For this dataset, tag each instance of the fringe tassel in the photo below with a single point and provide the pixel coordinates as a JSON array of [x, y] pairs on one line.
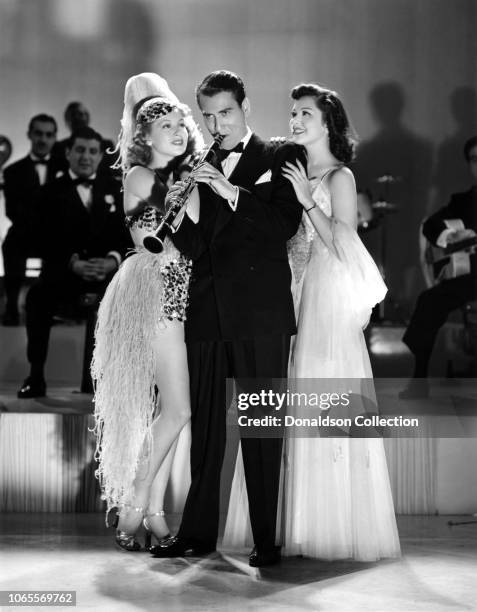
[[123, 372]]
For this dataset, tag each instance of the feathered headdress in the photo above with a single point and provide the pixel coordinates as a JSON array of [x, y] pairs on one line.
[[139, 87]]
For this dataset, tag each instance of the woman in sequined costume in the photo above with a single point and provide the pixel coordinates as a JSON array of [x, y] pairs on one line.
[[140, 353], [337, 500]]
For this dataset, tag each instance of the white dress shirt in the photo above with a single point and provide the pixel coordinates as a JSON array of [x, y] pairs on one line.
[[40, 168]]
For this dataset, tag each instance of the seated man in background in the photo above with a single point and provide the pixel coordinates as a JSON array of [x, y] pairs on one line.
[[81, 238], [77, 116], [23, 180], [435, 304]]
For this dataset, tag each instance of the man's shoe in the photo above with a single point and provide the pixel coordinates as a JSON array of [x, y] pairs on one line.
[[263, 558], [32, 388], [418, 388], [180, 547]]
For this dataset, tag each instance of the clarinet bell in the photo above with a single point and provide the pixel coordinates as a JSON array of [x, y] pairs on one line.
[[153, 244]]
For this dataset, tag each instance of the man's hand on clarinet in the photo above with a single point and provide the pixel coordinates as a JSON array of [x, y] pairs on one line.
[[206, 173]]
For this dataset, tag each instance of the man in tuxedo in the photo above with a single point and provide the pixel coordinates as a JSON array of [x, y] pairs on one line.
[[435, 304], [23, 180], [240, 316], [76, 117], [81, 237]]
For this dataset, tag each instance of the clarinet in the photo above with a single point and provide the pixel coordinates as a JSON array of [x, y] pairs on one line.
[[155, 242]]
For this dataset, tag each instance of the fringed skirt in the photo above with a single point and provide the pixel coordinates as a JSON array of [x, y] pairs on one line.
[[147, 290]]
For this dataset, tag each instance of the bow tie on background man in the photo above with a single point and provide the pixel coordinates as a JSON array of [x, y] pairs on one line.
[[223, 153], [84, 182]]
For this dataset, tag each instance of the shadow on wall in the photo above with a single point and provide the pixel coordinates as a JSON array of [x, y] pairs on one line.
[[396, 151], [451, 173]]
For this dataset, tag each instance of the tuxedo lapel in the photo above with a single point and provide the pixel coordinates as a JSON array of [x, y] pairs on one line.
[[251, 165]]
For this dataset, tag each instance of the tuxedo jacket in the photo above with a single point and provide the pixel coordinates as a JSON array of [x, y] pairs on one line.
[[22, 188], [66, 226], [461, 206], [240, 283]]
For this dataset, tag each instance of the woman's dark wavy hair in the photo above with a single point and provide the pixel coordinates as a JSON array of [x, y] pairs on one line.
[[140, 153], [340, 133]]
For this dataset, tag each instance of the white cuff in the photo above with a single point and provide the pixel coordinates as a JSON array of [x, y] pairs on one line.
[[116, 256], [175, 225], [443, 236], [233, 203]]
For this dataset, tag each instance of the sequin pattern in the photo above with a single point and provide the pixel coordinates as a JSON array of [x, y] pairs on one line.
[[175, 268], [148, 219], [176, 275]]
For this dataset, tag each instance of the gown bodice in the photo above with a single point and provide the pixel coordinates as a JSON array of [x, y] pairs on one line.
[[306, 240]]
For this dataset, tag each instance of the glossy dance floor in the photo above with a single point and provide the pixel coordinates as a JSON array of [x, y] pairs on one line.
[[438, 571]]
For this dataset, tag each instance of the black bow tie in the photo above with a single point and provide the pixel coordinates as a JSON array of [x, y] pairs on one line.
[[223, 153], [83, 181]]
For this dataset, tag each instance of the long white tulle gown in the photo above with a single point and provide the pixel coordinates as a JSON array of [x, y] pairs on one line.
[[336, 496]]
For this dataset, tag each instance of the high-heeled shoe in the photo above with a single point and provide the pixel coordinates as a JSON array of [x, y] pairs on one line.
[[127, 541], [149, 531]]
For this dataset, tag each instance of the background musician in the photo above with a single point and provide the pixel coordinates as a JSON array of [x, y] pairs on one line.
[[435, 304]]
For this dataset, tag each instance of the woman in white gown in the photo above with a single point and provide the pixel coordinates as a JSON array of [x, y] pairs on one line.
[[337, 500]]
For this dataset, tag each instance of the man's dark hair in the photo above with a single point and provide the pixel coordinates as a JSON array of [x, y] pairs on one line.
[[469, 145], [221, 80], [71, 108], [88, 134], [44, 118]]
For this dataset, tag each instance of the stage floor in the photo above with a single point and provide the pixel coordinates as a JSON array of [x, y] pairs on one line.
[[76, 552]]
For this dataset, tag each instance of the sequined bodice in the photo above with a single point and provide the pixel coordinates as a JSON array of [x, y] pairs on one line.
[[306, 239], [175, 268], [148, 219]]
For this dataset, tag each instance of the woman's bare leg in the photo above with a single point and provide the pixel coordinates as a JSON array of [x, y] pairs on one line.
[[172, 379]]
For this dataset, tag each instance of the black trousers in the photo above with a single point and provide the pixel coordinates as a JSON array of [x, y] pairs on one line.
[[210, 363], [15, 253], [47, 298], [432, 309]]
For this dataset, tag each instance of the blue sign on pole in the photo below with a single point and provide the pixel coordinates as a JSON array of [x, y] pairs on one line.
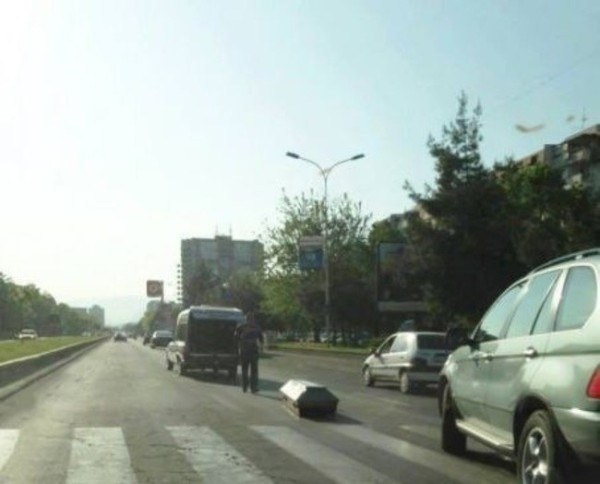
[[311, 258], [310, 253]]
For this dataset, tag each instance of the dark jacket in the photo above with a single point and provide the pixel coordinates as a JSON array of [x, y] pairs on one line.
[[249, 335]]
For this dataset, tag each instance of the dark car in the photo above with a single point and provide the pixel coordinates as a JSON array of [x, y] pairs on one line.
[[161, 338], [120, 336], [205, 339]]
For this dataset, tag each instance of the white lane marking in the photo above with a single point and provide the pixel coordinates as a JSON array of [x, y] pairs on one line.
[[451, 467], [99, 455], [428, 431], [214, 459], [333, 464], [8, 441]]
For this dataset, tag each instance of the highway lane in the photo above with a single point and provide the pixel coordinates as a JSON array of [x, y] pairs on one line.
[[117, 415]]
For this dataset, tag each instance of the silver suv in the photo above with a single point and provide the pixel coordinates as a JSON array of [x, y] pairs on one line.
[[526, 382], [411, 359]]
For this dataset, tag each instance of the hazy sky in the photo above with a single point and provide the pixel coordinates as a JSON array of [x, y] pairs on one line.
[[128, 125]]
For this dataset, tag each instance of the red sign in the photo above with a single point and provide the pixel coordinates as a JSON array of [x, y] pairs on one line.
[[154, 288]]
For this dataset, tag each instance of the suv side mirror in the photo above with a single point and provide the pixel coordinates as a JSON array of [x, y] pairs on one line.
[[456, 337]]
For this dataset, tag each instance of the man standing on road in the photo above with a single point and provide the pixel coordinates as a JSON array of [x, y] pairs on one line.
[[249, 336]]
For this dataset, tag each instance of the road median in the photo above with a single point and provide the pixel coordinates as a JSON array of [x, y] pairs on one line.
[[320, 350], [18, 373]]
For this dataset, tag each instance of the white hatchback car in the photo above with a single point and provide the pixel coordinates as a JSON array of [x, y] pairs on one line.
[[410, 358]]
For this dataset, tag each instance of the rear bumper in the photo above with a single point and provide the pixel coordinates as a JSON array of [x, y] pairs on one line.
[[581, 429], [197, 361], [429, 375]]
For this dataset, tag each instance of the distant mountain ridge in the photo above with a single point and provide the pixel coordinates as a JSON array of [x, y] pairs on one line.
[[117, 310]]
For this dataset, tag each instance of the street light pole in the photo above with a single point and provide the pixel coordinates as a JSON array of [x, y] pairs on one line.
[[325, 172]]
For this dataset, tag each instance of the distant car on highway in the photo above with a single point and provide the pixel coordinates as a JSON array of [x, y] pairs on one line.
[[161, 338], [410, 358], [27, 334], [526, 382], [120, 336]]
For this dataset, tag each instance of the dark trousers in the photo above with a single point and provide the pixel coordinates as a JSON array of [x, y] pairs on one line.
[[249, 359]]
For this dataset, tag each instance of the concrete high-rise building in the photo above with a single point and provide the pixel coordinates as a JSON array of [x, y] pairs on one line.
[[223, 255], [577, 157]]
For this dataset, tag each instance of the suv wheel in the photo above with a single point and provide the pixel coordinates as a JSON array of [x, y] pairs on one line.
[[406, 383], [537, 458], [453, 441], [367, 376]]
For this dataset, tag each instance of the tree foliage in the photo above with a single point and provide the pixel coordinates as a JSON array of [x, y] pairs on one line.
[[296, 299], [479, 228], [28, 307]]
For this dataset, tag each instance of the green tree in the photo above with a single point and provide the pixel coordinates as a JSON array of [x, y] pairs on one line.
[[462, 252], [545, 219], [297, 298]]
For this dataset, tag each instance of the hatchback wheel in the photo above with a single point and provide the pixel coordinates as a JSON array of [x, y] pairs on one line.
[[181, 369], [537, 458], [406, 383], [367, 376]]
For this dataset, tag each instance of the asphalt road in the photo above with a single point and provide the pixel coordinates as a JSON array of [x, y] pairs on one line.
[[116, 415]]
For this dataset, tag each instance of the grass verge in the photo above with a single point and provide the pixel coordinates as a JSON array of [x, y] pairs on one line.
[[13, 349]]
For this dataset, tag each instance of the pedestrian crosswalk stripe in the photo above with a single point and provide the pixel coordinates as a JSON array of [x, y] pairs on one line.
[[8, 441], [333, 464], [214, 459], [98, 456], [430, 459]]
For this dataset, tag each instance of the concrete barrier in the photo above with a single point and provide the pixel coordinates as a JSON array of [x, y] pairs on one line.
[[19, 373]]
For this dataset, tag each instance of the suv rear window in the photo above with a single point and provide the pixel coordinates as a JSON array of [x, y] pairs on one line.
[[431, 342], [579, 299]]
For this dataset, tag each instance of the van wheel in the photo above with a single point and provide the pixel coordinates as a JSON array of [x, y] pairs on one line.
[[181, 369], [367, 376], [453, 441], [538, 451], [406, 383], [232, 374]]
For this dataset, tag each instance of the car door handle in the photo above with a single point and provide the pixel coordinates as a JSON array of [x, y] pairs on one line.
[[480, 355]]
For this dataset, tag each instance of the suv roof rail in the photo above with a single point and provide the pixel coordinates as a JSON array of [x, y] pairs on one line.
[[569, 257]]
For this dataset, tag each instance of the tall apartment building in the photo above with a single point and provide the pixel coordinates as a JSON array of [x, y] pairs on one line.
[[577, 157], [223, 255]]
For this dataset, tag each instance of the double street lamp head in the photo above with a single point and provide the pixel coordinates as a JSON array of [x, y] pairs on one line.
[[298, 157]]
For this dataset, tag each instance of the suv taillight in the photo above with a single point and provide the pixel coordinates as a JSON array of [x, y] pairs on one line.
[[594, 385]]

-- TRY IT --
Please transcribe exactly the line containing "For this dataset, tag each instance of the concrete barrier" and every line after it to the end of the data, and no other lines.

-- FINISHED EXERCISE --
For this dataset, tag each instance of the concrete barrier in the photo above with a single point and provide the pixel coordinates as a JSON array of [x, y] pairs on one line.
[[19, 373]]
For this dataset, tag each instance of the suv rear window in the photo above with a single point and provide the pixel coordinates as a JSON array of [x, y] pairs on one line.
[[431, 342], [579, 299]]
For this dataset, tag each instance of the van wheel in the photo above with a single point and provide the pixel coordinates as a JSON array of [x, y] pairs on one line.
[[181, 369], [367, 376], [453, 441], [538, 451], [406, 383], [232, 374]]
For this dataset, tag each instance of the car door handle in the photo above with a single point and provide the pixel coordinates as a JSON array of [x, y] pairs on one line.
[[480, 355]]
For this dataset, tag each instance of the suv roof rail in the photo above with a single point and provide the pixel coordinates as a JSON array of [x, y] pairs on one line.
[[569, 257]]
For this dataset, tag each instance of the tall apartment building in the photo above with a single point and provide the pixel coordinates as a JSON array of [x, y] pairs on one line.
[[577, 157], [223, 255]]
For this dataset, tag each instance of the double street lamp head in the photo above with a single point and provide the pixel coordinates as a JSON array of [x, y] pairs on one line.
[[298, 157]]
For this dataset, tag each instance of the suv taillight in the photo above with a single point and provide the pixel coordinates as a JSON array of [x, y] pairs on one line.
[[594, 385]]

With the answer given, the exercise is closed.